Data supplied:

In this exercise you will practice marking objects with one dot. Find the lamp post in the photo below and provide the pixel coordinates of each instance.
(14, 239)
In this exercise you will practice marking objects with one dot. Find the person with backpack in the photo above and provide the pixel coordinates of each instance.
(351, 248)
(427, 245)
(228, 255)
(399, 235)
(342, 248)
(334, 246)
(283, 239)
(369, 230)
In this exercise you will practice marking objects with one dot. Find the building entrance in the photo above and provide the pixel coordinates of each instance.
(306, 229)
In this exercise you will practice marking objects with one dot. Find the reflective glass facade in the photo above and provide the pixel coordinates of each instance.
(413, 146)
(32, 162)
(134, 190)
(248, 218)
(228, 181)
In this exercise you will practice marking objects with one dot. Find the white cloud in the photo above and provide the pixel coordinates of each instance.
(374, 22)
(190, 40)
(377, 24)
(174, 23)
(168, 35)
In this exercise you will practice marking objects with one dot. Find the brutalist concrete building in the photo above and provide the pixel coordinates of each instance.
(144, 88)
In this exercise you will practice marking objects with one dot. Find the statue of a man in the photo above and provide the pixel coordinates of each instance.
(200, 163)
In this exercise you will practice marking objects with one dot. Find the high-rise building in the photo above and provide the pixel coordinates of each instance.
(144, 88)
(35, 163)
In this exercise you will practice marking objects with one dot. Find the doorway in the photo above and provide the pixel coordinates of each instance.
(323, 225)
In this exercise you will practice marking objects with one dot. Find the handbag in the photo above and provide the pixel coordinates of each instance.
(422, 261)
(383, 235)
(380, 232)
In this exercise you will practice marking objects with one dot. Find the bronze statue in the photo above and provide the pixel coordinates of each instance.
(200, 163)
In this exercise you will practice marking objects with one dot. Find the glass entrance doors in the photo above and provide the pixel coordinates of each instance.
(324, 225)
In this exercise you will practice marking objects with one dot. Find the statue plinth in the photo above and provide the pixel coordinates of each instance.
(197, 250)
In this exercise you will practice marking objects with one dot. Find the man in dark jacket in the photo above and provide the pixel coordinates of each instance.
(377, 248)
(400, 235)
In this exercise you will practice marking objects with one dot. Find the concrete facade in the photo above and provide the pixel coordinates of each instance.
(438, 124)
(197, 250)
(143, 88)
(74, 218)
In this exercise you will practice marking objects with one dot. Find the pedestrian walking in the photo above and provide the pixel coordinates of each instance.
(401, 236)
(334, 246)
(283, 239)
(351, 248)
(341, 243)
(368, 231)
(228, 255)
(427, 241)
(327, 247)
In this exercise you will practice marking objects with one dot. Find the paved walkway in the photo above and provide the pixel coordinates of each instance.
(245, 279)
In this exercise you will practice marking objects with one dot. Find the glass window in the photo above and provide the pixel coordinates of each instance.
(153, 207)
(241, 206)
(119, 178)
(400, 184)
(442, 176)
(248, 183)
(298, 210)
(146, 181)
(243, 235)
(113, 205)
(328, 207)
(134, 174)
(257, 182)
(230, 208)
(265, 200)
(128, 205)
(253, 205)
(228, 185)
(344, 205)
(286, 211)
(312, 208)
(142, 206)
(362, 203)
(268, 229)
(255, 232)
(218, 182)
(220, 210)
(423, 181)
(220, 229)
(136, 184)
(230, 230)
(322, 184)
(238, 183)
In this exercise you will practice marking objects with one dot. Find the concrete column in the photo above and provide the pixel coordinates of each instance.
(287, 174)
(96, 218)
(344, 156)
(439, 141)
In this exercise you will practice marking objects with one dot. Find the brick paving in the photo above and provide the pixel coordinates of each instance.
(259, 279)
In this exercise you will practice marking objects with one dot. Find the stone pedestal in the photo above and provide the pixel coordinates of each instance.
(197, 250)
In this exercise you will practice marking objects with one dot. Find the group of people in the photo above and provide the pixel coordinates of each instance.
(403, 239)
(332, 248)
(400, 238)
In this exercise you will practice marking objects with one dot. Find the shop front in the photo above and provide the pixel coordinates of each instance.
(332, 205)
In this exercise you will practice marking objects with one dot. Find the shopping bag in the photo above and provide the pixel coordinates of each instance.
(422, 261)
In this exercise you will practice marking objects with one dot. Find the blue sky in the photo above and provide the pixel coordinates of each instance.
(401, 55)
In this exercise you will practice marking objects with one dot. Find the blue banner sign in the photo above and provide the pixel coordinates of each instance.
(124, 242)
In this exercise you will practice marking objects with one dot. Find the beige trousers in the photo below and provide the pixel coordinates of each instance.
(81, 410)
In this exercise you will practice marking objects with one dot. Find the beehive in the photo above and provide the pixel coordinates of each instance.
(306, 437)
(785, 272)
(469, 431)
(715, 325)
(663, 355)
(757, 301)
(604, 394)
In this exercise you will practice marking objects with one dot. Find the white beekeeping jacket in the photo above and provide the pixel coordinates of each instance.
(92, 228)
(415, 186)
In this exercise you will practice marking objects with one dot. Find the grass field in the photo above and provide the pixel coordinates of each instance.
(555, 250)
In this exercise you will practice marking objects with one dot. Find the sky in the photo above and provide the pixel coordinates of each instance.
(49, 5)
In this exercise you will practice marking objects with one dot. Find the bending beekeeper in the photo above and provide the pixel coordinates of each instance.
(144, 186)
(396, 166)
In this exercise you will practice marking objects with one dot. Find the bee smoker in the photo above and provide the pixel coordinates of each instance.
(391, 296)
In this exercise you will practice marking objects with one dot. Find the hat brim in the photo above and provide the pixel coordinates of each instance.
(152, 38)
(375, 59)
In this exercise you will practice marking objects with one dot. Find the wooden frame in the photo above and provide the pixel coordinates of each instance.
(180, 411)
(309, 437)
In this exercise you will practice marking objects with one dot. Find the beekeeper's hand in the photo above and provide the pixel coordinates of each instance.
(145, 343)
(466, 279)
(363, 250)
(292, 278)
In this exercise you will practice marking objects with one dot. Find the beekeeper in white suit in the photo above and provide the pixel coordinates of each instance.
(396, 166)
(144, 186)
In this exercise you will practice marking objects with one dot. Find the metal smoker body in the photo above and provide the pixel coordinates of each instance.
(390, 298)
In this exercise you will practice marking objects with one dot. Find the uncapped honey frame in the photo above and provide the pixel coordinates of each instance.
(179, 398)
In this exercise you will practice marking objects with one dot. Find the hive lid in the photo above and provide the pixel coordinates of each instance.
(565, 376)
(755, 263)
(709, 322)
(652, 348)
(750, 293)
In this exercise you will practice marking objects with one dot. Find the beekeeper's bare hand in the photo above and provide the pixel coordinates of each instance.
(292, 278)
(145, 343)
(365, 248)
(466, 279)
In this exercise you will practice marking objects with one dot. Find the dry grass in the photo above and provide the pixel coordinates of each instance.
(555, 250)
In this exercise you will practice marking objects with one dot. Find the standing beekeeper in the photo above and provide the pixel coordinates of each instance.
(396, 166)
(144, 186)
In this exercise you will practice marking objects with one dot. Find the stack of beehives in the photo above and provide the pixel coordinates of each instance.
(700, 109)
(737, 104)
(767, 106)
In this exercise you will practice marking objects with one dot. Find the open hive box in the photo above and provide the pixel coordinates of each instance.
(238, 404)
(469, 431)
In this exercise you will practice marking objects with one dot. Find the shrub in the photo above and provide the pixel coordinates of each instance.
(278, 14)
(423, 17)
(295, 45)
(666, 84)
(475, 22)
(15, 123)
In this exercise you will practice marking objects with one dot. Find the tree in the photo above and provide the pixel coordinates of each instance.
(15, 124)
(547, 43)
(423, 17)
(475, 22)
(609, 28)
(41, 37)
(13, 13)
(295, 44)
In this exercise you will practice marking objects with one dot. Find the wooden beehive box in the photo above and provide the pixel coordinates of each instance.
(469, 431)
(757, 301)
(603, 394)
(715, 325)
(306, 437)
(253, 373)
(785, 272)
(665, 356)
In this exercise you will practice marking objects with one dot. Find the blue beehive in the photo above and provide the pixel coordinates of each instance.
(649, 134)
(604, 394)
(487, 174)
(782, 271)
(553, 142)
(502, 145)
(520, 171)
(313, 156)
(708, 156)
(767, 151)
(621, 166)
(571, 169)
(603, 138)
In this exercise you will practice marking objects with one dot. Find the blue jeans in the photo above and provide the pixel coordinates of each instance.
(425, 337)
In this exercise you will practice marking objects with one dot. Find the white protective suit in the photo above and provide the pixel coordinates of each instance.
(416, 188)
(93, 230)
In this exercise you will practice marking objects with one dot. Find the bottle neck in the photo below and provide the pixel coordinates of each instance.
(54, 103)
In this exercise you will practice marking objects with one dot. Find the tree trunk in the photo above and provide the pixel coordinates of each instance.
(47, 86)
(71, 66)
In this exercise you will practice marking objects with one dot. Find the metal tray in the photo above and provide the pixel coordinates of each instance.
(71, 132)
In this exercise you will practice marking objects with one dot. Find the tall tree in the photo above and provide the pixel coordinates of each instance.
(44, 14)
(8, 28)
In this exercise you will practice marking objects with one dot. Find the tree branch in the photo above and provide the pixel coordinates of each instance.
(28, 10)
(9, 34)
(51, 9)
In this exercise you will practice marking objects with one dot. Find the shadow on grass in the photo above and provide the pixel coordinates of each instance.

Task to carry out:
Reproduce only the lines from the line containing "Find the bottle" to the last line of the material above, both of those lines included.

Output for this task:
In this exercise you will practice marking objects with one dot. Find the bottle neck in the photo below and provide the pixel coordinates of each instance.
(54, 103)
In this exercise you will practice marking objects with one dot. Find the tree trunk in the photo above and provide the pixel coordinates of each instance.
(47, 86)
(71, 66)
In this exercise you will practice marking objects with one dot. Find the metal tray in the photo above and provide the pixel coordinates of each instance.
(71, 132)
In this exercise you will practice marking objects with one dot. Find the tall tree in the photo above and provide the pixel coordinates of each instance.
(44, 14)
(8, 28)
In this exercise you will practice marking objects with one dot. Find the tree branch in the photo above and provide the pixel coordinates of each instance.
(28, 10)
(9, 34)
(51, 9)
In this exercise you will practice marking objects with one dot. Find the shadow on grass in the photo above and provide the pixel coordinates of each instance.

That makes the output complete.